Text for analysis:
____________
Boise's Lander Wastewater Treatment facility as seen from the air.
City of Boise
Boise's Lander Wastewater Treatment Facility

Idaho Health and Welfare Bureau Chief and Laboratory Director Dr. Christopher Ball says the state is about six weeks away from standing up new wastewater testing programs for COVID-19 at Idaho's four state universities.

The new capacity will allow more communities to test for the presence of COVID-19.

The city of Boise is one of several in Idaho which has tested wastewater since the beginning of the pandemic. Determining the viral load in a wastewater sample uses the same type of PCR test given to individuals.

"The consistency of this data set in wastewater is a collection of our entire community," said Haley Falconer, Environmental Division Manager with the City of Boise. "We likely can't get that type of data in another way, in a cost effective manner."

After weeks of declines, city officials say they’ve seen a recent uptick of about 10%-15% more COVID-19 in wastewater samples.

For much of the pandemic, "we were seeing, statistically, about a five-to-seven day leading indicator from an increase in viral load in the wastewater to an increase in clinical cases," Falconer said. Simply put, an increase of COVID-19 in wastewater one week typically meant an increase in new cases the next.

Initially, Boise was among around 600 entities partnering with water testing company BioBot. Pre-pandemic, Biobot was known as a multi-purpose testing and analysis service, with a focus on ailments like norovirus and illicit drugs.

It still does that testing, but pivoted quickly as the pandemic unfolded, helping many municipalities establish wastewater testing for COVID-19 across the country — though Biobot Business Development Manager Jennings Heussner said it's currently partnering with only around 100 companies and communities on COVID-19 testing.

Boise found a better fit for its wastewater analysis using labs at the University of Missouri, and until early November, was sending samples from two sites in Boise by express mail to Missouri three times each week.

Now, the city hand-delivers its samples to Boise State University, and test results arrive sooner showing how much virus is present in local wastewater. The change also saves the city about $1,000 per week, as testing at Boise State is federally funded.
____________
Data excerpts:

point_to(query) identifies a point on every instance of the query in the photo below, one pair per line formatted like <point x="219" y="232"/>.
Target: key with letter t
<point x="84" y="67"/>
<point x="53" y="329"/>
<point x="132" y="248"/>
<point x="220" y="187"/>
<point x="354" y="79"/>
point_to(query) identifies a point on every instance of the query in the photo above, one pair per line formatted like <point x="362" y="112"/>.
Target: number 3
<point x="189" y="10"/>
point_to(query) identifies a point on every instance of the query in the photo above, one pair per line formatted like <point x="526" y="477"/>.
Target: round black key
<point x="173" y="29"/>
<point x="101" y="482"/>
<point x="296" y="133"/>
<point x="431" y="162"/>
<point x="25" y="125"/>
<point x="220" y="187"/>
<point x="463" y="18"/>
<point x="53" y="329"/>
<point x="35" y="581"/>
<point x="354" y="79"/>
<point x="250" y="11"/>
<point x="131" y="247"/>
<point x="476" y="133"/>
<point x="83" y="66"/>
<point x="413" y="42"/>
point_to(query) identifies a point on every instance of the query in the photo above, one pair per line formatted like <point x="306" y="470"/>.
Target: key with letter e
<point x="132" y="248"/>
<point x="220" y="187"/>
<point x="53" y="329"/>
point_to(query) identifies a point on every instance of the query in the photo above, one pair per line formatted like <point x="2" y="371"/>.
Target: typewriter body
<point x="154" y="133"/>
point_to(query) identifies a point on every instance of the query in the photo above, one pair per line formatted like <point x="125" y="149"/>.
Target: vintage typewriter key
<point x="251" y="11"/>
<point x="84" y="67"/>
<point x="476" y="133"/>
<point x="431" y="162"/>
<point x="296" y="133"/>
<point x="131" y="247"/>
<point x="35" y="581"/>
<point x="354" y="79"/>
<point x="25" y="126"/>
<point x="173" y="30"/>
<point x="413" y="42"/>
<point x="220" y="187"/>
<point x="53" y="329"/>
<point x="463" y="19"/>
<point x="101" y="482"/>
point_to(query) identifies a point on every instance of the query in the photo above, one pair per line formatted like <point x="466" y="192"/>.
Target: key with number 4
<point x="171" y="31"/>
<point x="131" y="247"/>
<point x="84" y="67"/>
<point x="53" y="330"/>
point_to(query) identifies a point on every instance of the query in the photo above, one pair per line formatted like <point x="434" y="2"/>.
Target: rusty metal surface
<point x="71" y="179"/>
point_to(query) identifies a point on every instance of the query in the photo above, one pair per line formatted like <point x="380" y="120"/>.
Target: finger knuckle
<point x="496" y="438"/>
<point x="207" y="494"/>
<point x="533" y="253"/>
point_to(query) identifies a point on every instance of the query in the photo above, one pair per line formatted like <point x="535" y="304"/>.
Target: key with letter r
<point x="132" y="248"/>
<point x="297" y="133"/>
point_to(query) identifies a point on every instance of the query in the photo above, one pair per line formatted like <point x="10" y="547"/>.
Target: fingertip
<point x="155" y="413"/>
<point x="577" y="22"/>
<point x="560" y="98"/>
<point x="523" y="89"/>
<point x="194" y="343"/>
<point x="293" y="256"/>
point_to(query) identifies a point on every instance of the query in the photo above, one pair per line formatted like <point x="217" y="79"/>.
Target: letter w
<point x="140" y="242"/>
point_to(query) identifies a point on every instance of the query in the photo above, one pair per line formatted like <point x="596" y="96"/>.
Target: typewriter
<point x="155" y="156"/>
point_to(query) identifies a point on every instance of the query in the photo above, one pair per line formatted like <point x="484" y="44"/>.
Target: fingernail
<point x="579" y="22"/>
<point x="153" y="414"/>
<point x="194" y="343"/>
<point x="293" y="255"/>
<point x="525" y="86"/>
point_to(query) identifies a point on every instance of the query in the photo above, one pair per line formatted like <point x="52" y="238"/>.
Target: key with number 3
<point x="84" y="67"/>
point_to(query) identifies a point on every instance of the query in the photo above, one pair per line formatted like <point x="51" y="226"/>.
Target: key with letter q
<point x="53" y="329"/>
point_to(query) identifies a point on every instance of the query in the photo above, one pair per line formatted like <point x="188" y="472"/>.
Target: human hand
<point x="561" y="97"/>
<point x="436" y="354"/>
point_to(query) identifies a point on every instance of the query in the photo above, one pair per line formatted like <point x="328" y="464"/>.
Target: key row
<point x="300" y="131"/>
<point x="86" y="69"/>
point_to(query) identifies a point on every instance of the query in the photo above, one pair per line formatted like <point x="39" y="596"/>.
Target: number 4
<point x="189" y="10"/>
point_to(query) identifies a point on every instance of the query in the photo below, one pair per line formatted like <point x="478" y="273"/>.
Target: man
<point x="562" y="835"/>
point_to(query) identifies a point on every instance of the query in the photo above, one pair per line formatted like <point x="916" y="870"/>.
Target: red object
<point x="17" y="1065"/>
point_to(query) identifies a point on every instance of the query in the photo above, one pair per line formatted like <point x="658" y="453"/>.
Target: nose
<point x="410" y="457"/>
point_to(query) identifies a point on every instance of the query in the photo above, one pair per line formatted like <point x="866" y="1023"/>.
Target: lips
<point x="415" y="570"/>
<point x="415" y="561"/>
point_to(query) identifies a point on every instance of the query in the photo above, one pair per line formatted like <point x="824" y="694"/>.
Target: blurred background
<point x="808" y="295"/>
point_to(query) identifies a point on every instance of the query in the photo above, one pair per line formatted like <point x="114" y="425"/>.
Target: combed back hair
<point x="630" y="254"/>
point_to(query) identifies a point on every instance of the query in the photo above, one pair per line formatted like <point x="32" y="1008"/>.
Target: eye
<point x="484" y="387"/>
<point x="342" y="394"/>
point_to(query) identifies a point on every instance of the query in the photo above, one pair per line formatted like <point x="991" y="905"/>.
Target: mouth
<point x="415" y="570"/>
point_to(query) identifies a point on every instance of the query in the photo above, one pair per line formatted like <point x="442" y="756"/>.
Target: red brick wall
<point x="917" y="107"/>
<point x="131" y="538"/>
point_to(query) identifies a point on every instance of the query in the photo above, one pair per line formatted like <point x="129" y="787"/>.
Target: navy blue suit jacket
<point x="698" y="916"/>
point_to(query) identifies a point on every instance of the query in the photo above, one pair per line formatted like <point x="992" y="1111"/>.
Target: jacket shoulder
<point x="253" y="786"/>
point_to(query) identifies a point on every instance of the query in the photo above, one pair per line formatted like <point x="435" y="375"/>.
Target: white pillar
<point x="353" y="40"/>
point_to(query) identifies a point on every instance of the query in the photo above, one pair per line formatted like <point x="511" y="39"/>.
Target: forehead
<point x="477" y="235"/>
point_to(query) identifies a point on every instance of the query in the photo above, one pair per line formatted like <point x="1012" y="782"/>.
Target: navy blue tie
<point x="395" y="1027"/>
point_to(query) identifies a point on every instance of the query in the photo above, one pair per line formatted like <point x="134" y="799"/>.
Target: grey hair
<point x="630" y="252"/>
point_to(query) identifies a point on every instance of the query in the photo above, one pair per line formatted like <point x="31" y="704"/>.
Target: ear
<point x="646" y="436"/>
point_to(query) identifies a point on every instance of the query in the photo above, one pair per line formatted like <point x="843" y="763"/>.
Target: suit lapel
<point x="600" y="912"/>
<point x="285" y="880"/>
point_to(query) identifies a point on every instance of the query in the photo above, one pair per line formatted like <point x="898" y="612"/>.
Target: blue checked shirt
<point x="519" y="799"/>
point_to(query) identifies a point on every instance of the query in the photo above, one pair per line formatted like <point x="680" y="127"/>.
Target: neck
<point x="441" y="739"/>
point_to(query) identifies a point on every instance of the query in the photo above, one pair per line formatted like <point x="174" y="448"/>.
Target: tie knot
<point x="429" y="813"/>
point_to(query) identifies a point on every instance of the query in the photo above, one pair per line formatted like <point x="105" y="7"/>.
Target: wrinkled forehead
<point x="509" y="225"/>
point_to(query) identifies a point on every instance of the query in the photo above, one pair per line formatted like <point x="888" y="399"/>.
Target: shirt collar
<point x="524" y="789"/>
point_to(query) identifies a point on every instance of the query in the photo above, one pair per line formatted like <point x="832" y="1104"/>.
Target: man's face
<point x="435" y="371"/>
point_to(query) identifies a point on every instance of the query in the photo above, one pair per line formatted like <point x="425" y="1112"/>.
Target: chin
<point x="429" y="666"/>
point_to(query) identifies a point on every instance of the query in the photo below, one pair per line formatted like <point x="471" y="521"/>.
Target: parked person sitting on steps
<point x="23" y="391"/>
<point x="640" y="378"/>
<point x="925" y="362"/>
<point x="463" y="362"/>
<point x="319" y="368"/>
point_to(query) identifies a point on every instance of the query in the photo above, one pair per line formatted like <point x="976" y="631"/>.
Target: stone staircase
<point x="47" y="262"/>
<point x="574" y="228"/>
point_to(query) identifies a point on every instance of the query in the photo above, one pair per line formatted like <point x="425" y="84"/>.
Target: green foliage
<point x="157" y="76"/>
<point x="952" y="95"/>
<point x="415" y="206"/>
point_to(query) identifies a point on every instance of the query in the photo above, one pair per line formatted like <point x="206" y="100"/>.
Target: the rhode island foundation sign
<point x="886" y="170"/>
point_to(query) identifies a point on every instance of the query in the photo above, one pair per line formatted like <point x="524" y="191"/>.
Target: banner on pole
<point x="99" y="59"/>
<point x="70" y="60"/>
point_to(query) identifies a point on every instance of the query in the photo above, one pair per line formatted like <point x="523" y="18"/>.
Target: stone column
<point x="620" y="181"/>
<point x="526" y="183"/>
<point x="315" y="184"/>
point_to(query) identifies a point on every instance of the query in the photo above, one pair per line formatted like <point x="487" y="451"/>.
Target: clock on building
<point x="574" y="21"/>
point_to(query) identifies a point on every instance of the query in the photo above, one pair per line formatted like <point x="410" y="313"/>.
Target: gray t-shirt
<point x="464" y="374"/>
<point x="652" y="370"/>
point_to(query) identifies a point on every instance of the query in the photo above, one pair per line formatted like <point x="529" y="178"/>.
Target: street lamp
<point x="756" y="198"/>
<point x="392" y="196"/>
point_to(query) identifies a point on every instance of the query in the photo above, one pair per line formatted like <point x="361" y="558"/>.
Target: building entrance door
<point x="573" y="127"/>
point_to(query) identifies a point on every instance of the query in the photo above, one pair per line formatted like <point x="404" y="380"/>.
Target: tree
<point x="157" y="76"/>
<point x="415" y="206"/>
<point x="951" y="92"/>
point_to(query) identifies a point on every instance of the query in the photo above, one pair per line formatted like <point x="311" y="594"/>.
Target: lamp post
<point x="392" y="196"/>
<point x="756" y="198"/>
____________
Tasks:
(a) In the article on Boise's wastewater testing, how much money does the city save each week by having its samples tested at Boise State University?
(b) Carry on the article on Boise's wastewater testing from the point where it stops.
The data have no connection to the article on Boise's wastewater testing.

Answers to the exercises:
(a) About $1,000 per week.

(b)
While the data isn't a perfect predictor of cases or hospitalizations, it is shared with federal and local public health officials and local hospital administrators as a way to help prepare for changes in the health of the community.

Falconer said test results informed decisions the city made starting early in the pandemic, and the link between what's in our sewers and the overall health of the public is understood better than before.

"We've created this partnership in a way that is certainly informative during the pandemic, but has the potential to also be useful over time," she said.

Idaho Health and Welfare's Dr. Ball said wastewater scans could be even more important as at-home COVID testing becomes more common, because those test results aren't necessarily going to be reported to public health officials.

Falconer agreed. "It is an imperfect data set in this pandemic, like all of our data. Where it's really beneficial is really filling that gap," she said.

Boise also tests each week for the presence of variants, which still requires sending samples to the University of Missouri. The turn-around time for results is longer, too: 10-14 days. But even with that processing time, wastewater is still likely to be a leading indicator for Idaho.

The Delta variant was first detected in local wastewater before the first case was diagnosed by an individual test. Falconer expects a similar story with Omicron.

Troy Oppie is a reporter and local host of 'All Things Considered' for Boise State Public Radio News.